Dataset entries

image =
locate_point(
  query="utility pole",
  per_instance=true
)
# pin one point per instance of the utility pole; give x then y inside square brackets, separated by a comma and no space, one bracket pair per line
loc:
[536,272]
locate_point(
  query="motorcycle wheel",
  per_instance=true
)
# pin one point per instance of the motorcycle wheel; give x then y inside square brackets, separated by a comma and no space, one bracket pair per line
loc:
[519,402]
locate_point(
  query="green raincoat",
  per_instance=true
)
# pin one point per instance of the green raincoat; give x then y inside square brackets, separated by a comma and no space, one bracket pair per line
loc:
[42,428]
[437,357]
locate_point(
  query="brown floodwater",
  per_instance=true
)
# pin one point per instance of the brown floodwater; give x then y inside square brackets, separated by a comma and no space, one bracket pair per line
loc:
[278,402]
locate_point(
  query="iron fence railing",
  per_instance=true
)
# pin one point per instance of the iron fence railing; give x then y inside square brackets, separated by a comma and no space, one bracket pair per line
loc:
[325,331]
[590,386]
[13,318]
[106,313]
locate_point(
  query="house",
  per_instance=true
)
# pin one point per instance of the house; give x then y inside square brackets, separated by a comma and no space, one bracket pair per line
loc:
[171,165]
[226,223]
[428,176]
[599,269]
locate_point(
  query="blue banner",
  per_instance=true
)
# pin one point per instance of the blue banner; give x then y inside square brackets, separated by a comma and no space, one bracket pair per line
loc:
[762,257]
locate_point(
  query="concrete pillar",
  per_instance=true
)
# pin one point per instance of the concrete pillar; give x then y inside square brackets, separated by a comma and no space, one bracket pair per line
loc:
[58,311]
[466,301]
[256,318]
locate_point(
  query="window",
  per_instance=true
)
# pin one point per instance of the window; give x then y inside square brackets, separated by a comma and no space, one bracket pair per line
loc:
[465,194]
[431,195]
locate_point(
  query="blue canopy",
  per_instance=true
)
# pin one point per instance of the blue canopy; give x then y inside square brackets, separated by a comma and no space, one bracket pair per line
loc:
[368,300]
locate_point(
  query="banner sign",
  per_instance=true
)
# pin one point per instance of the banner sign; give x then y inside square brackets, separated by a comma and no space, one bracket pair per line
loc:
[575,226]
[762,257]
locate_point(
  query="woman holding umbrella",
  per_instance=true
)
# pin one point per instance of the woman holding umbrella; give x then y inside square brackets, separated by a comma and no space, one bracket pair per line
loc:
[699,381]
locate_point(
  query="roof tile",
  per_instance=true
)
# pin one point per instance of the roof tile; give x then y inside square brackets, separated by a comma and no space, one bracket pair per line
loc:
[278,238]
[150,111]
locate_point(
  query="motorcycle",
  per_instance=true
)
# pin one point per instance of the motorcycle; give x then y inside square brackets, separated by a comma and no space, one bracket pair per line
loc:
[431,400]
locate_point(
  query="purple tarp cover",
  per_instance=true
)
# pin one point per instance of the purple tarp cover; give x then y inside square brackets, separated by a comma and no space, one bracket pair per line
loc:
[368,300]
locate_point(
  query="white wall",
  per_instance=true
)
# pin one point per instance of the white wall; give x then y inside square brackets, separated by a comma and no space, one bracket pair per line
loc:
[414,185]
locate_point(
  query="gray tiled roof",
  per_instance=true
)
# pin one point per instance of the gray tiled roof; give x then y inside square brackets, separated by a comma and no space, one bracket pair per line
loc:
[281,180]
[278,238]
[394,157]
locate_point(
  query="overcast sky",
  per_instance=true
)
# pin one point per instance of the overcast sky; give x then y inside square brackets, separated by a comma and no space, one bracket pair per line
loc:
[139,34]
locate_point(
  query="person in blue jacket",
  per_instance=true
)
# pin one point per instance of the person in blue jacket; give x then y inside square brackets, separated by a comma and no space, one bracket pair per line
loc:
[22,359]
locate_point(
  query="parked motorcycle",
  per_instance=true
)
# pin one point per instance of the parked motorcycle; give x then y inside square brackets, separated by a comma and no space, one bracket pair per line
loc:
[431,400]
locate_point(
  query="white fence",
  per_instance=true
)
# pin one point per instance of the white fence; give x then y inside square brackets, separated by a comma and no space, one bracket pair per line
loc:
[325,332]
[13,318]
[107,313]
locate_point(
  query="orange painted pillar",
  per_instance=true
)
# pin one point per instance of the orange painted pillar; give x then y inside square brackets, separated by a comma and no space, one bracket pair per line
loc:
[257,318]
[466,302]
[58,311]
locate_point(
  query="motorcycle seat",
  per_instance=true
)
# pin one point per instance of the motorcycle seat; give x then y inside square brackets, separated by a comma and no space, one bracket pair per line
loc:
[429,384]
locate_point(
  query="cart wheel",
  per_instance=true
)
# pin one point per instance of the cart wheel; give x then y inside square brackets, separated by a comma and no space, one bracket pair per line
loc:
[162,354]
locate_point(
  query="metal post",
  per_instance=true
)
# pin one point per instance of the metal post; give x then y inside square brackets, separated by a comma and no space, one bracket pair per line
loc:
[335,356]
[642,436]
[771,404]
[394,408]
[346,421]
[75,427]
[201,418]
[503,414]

To be done
Return all of the data word for word.

Problem solution
image =
locate_point(
  query="utility pole",
  per_instance=true
)
# pin one point per instance of the utility pole; give x then y inside square brackets, separated by a comma and no space, one bracket pair per line
loc:
[536,272]
locate_point(
  query="motorcycle wheel",
  per_instance=true
)
# pin one point per instance of the motorcycle wheel; give x then y inside square brackets, separated by a comma and no space, one bracket pair per line
loc:
[519,402]
locate_point(
  query="green raincoat",
  per_instance=true
)
# pin one point per instance of the green raincoat; give x then y inside square brackets, separated by a comma and no space, one bracket pair per line
loc:
[42,428]
[437,357]
locate_point(
  query="brown floodwater",
  per_instance=true
)
# pin one point per instance of the brown floodwater; give x then y inside square brackets, separated by a comma and no space, one bracket pair per line
loc:
[278,402]
locate_point(
  query="iron fence railing",
  per_instance=true
)
# pin one point per instance of the iron fence railing; give x then y inside square brackets, separated by a comma and no space, one bracket pair per line
loc:
[325,331]
[590,386]
[13,318]
[106,313]
locate_point(
  query="house",
  per_instance=true
)
# pin one point per instance of the house; give x then y inside square brackets, separated by a comma and no space, one bracket pair per line
loc:
[171,165]
[226,223]
[428,176]
[599,269]
locate_point(
  query="blue banner",
  per_instance=true
)
# pin one point per instance of the blue banner; give x then y inside square brackets, separated by a comma and no space, one bracket pair per line
loc:
[762,257]
locate_point(
  query="concrete pillar",
  per_instance=true
)
# pin one point per instance of the concrete pillar; give x then y inside square brackets, separated by a comma and no space, one bracket pair per line
loc:
[58,311]
[466,301]
[256,318]
locate_point(
  query="window",
  per_instance=true
)
# pin one point per instance of the window; give x then y inside square brackets, separated by a comma and no space, one bracket pair per line
loc:
[465,194]
[431,195]
locate_point(
  query="blue canopy",
  per_instance=true
)
# pin one point per instance of the blue canopy; give x then y inside square brackets, separated by a comma and no space, one bracket pair per line
loc:
[368,300]
locate_point(
  query="banner sign",
  per_instance=true
)
# pin one point per instance of the banner sign; give x then y inside square brackets, separated by a comma and no space, one bracket pair per line
loc:
[575,226]
[762,257]
locate_point(
  query="woman holding umbrella",
  per_instance=true
)
# pin one point per instance of the woman holding umbrella; give x then y inside square brackets, separated by a comma and no space, one bracket pair per line
loc:
[699,381]
locate_point(
  query="roof tile",
  per_instance=true
)
# pin one point per instance of the roof tile; give x then y inside square brackets, separated by a comma and no space, one bracket pair per line
loc:
[278,238]
[150,111]
locate_point(
  query="motorcycle",
  per_instance=true
)
# pin one point per instance of the motorcycle; give x then y inside square brackets, separated by a comma and no space, one bracket pair per line
loc:
[431,400]
locate_point(
  query="purple tarp cover",
  per_instance=true
)
# pin one point per instance of the purple tarp cover; give x then y inside square brackets, separated by a comma and no space, one bracket pair per line
loc:
[368,300]
locate_point(
  query="white wall",
  per_instance=true
)
# pin one point per instance of the white wall; give x then y inside square brackets, separated by a comma and no space, one bracket pair per line
loc:
[414,185]
locate_point(
  query="gray tiled roof",
  per_instance=true
)
# pin one point per instance of the gray tiled roof; give x then y inside square brackets, separated by a comma and no space, one bracket pair per line
loc:
[281,180]
[278,238]
[394,157]
locate_point(
  query="overcast sky",
  per_instance=true
)
# pin one point per instance of the overcast sky; give x then y inside square brackets, separated by a comma and no space, one bracket pair per line
loc:
[139,34]
locate_point(
  query="person in blue jacket",
  per_instance=true
)
# pin one point per instance of the person in blue jacket; give x then y inside square brackets, separated by a comma and no space, one bracket pair per line
loc:
[22,359]
locate_point(
  query="parked motorcycle",
  per_instance=true
)
# pin one point per instance of the parked motorcycle; give x then y inside square brackets, separated by a comma and no space, one bracket pair per line
loc:
[431,400]
locate_point(
  query="white fence",
  per_instance=true
)
# pin one point per instance of the white fence; give x then y inside square brackets, separated by a comma and no space, one bracket pair per line
loc:
[325,332]
[13,318]
[107,313]
locate_point(
  query="orange painted pillar",
  per_instance=true
)
# pin one point per instance of the orange painted pillar; give x then y inside square brackets, separated by a comma and no space, one bracket pair per line
loc:
[257,318]
[466,302]
[58,311]
locate_point(
  query="motorcycle seat",
  per_instance=true
)
# pin one point per instance of the motorcycle seat; give x then y inside square brackets, separated by a comma and no space, one bracket pair per line
loc:
[429,384]
locate_point(
  query="cart wheel",
  per_instance=true
)
# pin one point per instance of the cart wheel; give x then y inside square brackets, separated by a comma and no space, one bracket pair per line
loc:
[162,354]
locate_point(
  query="metal post",
  per_instance=true
)
# pin one point per instance of the metal post; give x then y inside square brackets, separated by a comma and no space, one bracket pair per line
loc:
[335,356]
[642,436]
[771,404]
[394,408]
[346,421]
[75,427]
[201,418]
[503,414]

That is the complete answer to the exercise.